GIVEN REQUEST: Identify every line of the material that contains the string "guineafowl", and copy each such line in full.

SUPPLIED INFORMATION:

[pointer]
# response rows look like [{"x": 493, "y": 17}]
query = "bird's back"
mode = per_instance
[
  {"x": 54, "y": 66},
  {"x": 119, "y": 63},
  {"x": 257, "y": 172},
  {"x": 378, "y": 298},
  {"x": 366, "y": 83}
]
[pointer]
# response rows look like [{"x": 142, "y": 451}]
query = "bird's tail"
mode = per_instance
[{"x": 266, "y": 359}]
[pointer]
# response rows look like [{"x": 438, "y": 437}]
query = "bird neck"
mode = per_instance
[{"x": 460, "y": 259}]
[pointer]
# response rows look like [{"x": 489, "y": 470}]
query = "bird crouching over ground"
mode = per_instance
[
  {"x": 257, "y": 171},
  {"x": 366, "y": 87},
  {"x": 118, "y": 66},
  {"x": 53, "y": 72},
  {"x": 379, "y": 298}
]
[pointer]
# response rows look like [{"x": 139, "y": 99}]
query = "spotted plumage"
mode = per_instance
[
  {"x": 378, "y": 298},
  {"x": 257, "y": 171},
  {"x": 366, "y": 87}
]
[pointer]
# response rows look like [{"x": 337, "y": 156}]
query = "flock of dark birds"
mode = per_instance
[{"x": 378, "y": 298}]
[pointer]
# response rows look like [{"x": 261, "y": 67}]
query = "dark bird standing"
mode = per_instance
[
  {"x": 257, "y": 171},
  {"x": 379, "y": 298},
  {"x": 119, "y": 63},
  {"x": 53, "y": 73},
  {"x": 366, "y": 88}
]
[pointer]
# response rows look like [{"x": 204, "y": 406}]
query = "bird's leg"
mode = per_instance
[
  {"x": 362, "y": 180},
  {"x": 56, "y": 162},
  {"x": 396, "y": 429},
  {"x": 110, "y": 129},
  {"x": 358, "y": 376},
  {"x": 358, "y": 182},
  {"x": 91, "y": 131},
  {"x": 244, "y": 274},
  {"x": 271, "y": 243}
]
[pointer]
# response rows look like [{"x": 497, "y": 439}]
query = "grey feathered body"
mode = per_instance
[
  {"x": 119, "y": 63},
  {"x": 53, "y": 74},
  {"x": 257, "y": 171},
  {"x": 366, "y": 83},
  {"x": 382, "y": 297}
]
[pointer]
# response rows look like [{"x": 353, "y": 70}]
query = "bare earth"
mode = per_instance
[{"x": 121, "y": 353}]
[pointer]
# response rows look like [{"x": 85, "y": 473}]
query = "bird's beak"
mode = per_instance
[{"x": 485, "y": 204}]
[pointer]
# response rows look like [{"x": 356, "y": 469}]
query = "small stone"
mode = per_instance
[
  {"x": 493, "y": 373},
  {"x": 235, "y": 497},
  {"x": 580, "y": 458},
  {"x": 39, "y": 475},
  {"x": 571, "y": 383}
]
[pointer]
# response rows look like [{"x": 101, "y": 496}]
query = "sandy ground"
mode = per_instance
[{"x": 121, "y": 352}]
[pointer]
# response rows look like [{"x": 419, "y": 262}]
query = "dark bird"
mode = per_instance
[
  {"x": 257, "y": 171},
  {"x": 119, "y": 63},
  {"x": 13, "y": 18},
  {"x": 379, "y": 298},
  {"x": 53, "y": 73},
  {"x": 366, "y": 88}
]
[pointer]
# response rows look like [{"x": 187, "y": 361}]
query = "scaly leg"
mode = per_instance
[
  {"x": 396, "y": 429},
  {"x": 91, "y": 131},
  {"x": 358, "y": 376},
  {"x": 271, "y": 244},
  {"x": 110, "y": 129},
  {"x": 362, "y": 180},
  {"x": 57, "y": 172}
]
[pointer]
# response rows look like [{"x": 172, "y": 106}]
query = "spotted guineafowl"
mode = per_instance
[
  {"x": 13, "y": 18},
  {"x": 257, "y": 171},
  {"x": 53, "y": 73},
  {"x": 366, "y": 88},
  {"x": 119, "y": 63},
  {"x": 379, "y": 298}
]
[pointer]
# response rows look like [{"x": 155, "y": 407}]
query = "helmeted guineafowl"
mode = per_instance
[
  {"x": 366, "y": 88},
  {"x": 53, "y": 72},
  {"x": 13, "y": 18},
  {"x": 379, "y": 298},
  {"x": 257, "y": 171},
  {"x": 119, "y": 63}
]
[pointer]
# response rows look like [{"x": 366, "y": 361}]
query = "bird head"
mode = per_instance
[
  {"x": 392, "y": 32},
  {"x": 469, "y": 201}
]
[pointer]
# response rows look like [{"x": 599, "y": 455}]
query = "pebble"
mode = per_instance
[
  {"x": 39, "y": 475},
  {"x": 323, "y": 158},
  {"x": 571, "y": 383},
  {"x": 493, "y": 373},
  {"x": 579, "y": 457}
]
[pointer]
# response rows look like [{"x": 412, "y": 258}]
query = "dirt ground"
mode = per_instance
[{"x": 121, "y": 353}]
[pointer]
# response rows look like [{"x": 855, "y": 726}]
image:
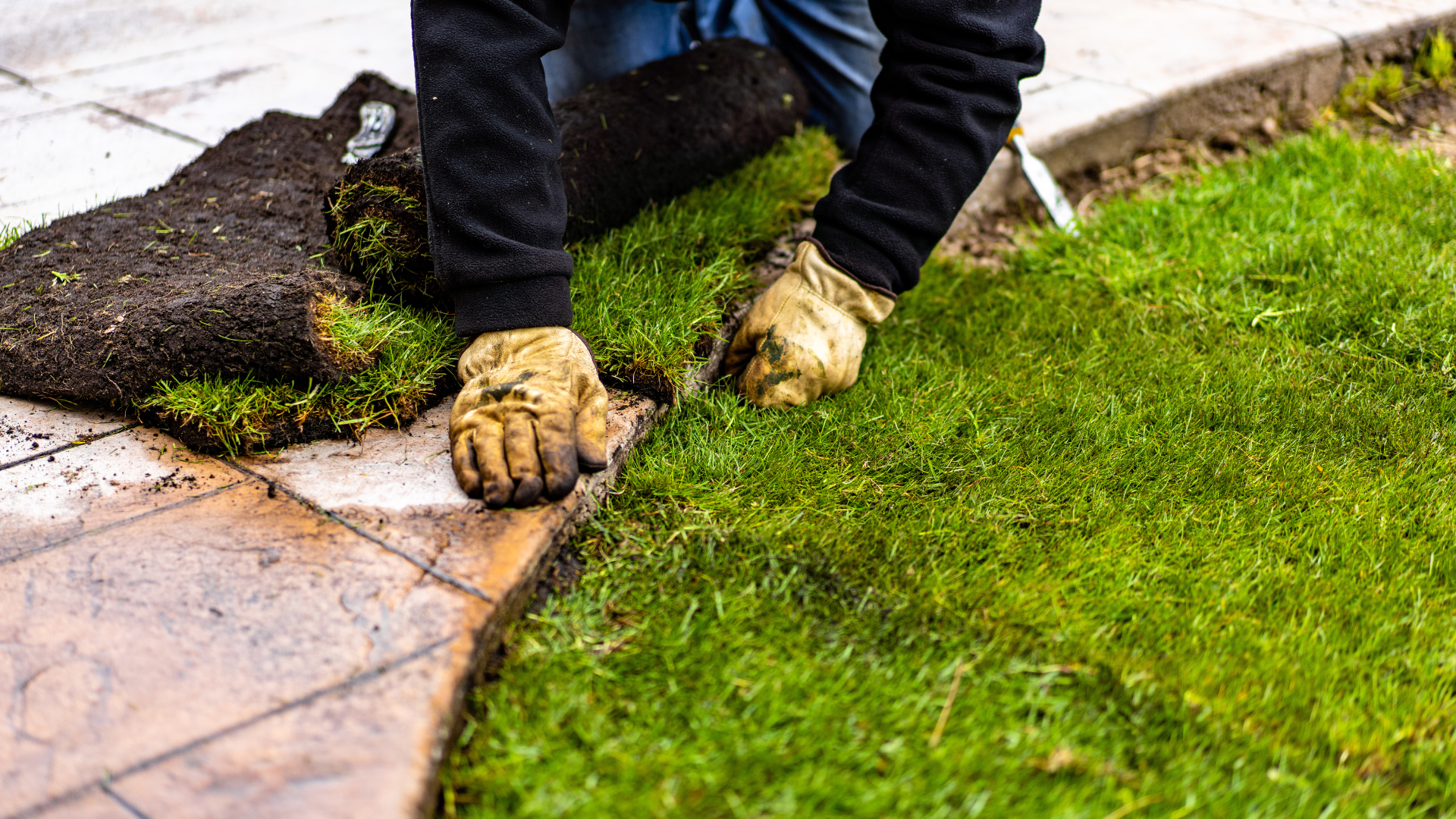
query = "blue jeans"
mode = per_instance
[{"x": 832, "y": 44}]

SOLUTION FOR THIS PROBLEM:
query = "spotted guineafowl"
query = "helmeted guineafowl"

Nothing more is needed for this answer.